Mitigating Swelling of the Solid Electrolyte Interphase using an Inorganic Anion Switch for Low‐temperature Lithium‐ion Batteries

Inclusion of difluorophosphate anion in the primary solvation sheath of a weakly-solvated electrolyte helps to switch the swelling properties of solid electrolyte interphase (SEI) on a graphite (Gr) composite anode. By forming a low-swelling, Li₃PO₄-enriched SEI, reversible Li⁺ (de)intercalation was enabled at a stable Gr-electrolyte interface, contributing to improved low-temperature electrochemical performance of a Li-ion battery.

### LISTED ENTRIES:
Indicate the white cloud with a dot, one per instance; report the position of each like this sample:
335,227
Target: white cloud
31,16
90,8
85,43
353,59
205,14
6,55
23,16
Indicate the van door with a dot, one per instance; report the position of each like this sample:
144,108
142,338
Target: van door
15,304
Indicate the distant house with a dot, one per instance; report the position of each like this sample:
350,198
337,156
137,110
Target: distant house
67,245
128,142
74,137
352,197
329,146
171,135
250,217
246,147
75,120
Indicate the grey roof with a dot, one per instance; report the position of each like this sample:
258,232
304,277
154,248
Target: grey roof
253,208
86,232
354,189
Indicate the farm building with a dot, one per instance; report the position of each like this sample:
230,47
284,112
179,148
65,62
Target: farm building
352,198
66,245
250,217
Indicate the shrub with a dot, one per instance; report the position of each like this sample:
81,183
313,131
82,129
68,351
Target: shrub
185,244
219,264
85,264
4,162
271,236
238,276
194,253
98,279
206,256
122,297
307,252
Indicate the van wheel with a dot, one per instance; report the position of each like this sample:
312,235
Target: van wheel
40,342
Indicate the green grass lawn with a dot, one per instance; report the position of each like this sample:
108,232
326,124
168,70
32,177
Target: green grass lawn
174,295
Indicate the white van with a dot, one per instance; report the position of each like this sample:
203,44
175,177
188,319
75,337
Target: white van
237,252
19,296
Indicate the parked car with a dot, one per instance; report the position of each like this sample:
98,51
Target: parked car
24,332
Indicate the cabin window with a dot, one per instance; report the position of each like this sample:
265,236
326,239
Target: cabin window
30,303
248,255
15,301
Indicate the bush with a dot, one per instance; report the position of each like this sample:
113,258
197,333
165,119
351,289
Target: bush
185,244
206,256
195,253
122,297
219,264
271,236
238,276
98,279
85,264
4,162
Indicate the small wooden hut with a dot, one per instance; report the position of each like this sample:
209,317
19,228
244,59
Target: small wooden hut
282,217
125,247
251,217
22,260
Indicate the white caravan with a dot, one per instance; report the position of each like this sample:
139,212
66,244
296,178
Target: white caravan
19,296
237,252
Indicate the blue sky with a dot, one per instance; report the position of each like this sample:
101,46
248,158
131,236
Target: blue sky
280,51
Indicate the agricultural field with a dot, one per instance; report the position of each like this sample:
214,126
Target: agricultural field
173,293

### PROBLEMS AND TASKS:
1. Copy out the rows from the line containing "Indicate the parked" down to the last of the rows, including both of those lines.
2. Take the abstract on low-temperature lithium-ion batteries further, beginning after its final sentence.
The rows are unrelated to the battery abstract.

### EXPECTED ANSWERS:
1.
Indicate the parked car with a dot, one per instance; report the position of each like this sample:
98,51
Target: parked car
24,332
Indicate the cabin window with a dot, one per instance; report the position of each like this sample:
265,236
326,239
Target: cabin window
30,303
248,255
15,301
Indicate the bush with a dot, one per instance; report the position of each like this sample:
113,258
197,333
165,119
351,289
Target: bush
185,244
206,256
195,253
122,297
219,264
271,236
238,276
98,279
85,264
4,162
Indicate the small wooden hut with a dot, one per instance; report the position of each like this sample:
209,317
19,228
244,59
Target: small wooden hut
282,217
125,247
251,217
22,260
Indicate the white caravan with a dot, one per instance; report the position of each like this sample:
139,212
66,244
296,178
Target: white caravan
19,296
237,252
Indicate the blue sky with a dot, one per instance; report the position of each like this sample:
101,46
248,158
131,236
Target: blue sky
280,51
Indicate the agricultural field with a dot, one per instance; report the position of each like this sample:
214,126
Target: agricultural field
173,293

2.
Abstract

In overcoming the Li⁺ desolvation barrier for low-temperature battery operation, a weakly-solvated electrolyte based on carboxylate solvent has shown promises. In case of an organic-anion-enriched primary solvation sheath (PSS), we found that the electrolyte tends to form a highly swollen, unstable solid electrolyte interphase (SEI) that shows a high permeability to the electrolyte components, accounting for quickly declined electrochemical performance of graphite-based anode. Here we proposed a facile strategy to tune the swelling property of SEI by introducing an inorganic anion switch into the PSS, via LiDFP co-solute method. By forming a low-swelling, Li₃PO₄-rich SEI, the electrolyte-consuming parasitic reactions and solvent co-intercalation at graphite-electrolyte interface are suppressed, which contributes to efficient Li⁺ transport, reversible Li⁺ (de)intercalation and stable structural evolution of graphite anode in high-energy Li-ion batteries at a low temperature of −20 °C.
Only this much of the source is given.